▸ **TASK PROMPT**:
Please copy the data below word for word, from the line that contains "Would you mind marking the dryer lid" through the last line of the data, both ends included.

▸ **DATA EXCERPTS**:
· · · ·

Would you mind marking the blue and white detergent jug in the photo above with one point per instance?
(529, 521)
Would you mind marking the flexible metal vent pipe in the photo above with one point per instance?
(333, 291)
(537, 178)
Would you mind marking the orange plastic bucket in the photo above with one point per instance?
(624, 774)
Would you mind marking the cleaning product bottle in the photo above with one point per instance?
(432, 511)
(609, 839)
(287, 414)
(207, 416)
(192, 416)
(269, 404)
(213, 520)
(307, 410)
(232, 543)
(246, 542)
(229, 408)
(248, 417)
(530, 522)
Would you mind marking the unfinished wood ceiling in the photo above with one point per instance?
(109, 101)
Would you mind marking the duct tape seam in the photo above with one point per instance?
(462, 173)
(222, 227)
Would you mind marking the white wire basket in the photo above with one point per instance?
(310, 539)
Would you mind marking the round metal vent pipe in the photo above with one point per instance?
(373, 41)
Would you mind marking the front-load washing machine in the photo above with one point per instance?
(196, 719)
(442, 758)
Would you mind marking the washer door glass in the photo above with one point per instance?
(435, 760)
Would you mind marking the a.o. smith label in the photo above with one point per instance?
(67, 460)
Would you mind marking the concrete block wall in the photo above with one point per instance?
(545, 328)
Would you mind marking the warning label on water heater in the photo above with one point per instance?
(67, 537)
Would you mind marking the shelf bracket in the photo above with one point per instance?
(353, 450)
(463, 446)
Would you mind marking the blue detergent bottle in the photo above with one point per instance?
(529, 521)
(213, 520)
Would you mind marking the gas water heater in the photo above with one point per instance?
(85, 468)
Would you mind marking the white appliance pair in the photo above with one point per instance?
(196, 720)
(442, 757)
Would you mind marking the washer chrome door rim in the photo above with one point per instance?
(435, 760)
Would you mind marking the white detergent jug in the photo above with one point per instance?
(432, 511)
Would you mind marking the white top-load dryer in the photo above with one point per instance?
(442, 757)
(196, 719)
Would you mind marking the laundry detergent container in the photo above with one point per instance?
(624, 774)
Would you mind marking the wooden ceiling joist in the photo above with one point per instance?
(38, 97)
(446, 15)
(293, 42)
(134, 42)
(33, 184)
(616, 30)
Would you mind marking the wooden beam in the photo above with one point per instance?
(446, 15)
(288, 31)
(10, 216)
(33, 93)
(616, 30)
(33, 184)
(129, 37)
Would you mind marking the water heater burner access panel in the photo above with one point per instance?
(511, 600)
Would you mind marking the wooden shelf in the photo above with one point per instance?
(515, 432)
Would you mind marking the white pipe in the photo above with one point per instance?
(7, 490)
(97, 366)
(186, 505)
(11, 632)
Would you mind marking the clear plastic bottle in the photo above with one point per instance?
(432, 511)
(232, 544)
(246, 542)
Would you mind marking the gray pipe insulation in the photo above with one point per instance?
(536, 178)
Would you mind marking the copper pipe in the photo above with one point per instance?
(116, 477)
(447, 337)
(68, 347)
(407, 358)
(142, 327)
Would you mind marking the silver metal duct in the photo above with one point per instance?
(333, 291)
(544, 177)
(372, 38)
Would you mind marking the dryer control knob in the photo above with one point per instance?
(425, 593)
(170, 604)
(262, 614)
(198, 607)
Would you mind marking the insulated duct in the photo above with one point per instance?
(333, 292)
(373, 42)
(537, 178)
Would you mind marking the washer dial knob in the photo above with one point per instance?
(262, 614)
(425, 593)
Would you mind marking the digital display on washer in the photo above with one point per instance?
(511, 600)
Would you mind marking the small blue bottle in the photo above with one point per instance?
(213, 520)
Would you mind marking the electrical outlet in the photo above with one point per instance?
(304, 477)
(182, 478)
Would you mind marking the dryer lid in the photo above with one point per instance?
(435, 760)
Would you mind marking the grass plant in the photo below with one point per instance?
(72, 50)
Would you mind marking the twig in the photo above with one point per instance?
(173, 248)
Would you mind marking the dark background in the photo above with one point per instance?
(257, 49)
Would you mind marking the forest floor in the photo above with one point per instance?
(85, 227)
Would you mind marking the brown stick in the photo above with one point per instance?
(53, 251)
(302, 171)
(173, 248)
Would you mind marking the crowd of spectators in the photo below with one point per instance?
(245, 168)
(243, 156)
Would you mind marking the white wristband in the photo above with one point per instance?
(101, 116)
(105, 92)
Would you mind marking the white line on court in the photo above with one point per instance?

· · · ·

▸ **WRITTEN RESPONSE**:
Would you mind marking the dryer lid in the photo above with one point per instance?
(435, 760)
Would you mind marking the grass plant in the photo below with one point per instance?
(72, 50)
Would you mind marking the twig in the photo above with one point per instance?
(173, 248)
Would you mind marking the dark background in the photo above with one point per instance?
(257, 49)
Would you mind marking the forest floor in the photo above with one point per instance?
(85, 227)
Would you mind marking the brown stick in the photo above with one point per instance?
(53, 251)
(302, 171)
(173, 248)
Would you mind marking the crowd of spectators in the photo below with one point per instance?
(245, 168)
(243, 156)
Would you mind marking the white wristband in the photo above with one point per instance?
(101, 116)
(105, 92)
Would you mind marking the white line on court in the photo above with one point per instance?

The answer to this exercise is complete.